# Start of Data listing

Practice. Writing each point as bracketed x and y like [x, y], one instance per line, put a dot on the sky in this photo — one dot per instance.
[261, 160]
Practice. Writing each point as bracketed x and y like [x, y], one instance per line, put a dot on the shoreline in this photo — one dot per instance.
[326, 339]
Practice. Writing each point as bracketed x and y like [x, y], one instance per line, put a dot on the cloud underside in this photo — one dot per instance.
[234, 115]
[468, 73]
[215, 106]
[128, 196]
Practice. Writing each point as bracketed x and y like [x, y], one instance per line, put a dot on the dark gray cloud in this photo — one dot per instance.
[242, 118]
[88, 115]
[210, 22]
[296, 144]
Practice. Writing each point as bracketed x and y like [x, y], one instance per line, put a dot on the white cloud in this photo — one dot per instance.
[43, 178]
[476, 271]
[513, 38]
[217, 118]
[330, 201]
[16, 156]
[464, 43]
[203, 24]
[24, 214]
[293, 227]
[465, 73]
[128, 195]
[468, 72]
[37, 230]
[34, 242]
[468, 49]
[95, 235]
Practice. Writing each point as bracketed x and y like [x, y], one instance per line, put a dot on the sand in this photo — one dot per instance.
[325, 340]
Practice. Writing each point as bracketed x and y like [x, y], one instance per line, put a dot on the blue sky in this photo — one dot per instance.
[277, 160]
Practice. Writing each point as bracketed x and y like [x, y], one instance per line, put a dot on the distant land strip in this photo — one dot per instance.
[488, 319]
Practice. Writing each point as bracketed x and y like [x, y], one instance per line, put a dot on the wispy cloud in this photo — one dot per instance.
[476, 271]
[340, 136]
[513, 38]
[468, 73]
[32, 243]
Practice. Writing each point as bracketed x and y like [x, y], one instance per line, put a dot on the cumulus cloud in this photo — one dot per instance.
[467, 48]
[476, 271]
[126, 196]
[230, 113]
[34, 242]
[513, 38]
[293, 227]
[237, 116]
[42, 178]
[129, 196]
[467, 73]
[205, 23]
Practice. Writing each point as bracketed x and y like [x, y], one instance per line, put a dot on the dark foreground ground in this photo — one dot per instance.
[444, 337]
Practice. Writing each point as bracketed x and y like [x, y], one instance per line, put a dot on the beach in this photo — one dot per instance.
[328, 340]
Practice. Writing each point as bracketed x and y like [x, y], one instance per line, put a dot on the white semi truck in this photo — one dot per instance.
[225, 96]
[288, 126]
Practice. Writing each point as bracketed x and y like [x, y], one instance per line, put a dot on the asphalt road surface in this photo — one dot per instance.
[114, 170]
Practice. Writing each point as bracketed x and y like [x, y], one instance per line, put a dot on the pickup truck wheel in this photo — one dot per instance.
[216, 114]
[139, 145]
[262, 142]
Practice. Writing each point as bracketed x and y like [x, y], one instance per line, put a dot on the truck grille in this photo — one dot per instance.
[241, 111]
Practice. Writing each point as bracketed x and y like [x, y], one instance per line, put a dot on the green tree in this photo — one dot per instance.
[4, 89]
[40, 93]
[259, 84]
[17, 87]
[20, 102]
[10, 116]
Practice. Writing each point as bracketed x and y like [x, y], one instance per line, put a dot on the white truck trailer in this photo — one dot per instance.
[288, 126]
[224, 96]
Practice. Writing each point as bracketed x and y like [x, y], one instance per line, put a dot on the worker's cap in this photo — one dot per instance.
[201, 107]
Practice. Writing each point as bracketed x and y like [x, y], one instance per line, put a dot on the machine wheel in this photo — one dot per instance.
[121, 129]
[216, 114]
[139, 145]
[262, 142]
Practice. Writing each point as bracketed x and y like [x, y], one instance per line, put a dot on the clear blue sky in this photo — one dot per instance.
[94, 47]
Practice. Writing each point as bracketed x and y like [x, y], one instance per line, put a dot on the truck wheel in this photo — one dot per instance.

# End of Data listing

Requirements: Copy down the material exactly as written.

Exercise response:
Practice. Writing each point as bracketed x and y like [x, y], one instance per line, put a dot on the sky in this photo — one dot per instance.
[261, 160]
Practice. Writing each point as bracketed x and y like [x, y], one instance per line, put a dot on the shoreline in this photo — one dot per instance.
[326, 339]
Practice. Writing each point as bracketed x and y like [x, y], one instance per line, put a dot on the cloud underside in this photo — one dot per instance.
[234, 115]
[468, 73]
[215, 106]
[128, 196]
Practice. Writing each point as bracketed x and y like [x, y], one instance per line, put a dot on the dark gray cloud in this photo — one dot per instance.
[242, 118]
[88, 115]
[210, 22]
[296, 144]
Practice. Writing each point as bracketed x and y like [x, y], one instance per line, put a dot on the white cloud in this photo — one dot per instance.
[43, 178]
[476, 271]
[513, 38]
[217, 118]
[330, 201]
[16, 156]
[464, 43]
[203, 24]
[24, 214]
[293, 227]
[465, 73]
[128, 195]
[468, 72]
[37, 230]
[34, 242]
[468, 49]
[95, 235]
Practice. Writing each point as bracketed x and y like [x, y], one instance per line, put a dot on the sand in this photo — one dot per instance.
[325, 340]
Practice. Writing each point as bracketed x and y like [x, y], one instance per line, put a dot on the blue sky in this photo — one dot per instance.
[277, 160]
Practice. Writing each point as bracketed x and y like [x, y], one instance per line, put a dot on the distant land strip in this photo — one dot per instance.
[488, 319]
Practice. Writing each point as bracketed x and y like [x, y], one instance per line, put a dot on the wispy cloud in this photo — one dot per instance.
[476, 271]
[340, 136]
[513, 38]
[468, 73]
[32, 243]
Practice. Writing each point as bracketed x and y like [x, y], one instance per line, put a dot on the cumulus cloud in this photo — one dot per instance.
[467, 48]
[476, 271]
[126, 196]
[230, 113]
[34, 242]
[513, 38]
[293, 227]
[237, 116]
[42, 178]
[129, 196]
[467, 73]
[205, 23]
Practice. Writing each point as bracketed x and y like [x, y], one instance per line, put a dot on the dark foreground ground in this photo — one dot per instance.
[444, 337]
Practice. Writing each point as bracketed x and y like [x, y], one instance per line, put a dot on the beach in this photo — one dot per instance.
[328, 340]
Practice. Writing each point as bracketed x and y like [x, y], one instance per line, put a dot on the white semi truck in this photo — one dot per instance.
[225, 96]
[288, 126]
Practice. Writing each point as bracketed x and y like [x, y], one instance per line, put a dot on the asphalt road surface in this photo — one dot per instance.
[114, 170]
Practice. Writing each point as bracketed x and y like [x, y], one instance per line, put a dot on the pickup truck wheel in this photo — one dot per instance.
[216, 114]
[139, 145]
[262, 142]
Practice. Writing each point as bracketed x and y like [x, y], one instance per line, put a dot on the truck grille in this photo — one dot per instance.
[241, 111]
Practice. Writing each point as bracketed x and y like [x, y], one instance per line, put a dot on the green tree in this photo — one dot per instance.
[4, 89]
[40, 93]
[259, 84]
[17, 87]
[20, 102]
[10, 116]
Practice. Writing each point as bracketed x and y like [x, y], one instance per line, put a dot on the white truck trailer in this photo — one dot per instance.
[288, 126]
[224, 96]
Practice. Writing each point as bracketed x and y like [x, y], one instance per line, put a dot on the worker's cap in this photo — one dot per instance.
[201, 107]
Practice. Writing each point as bracketed x and y like [x, y], one instance per line, put a dot on the machine wheel in this photo — one dot per instance.
[121, 129]
[216, 114]
[139, 145]
[262, 142]
Practice. Writing each point as bracketed x and y like [x, y], one instance per line, put a dot on the clear blue sky in this photo — one dot per instance.
[94, 47]
Practice. Writing each point as bracketed x and y like [x, y], one instance per line, put a dot on the truck wheel in this photo — one dot per instance.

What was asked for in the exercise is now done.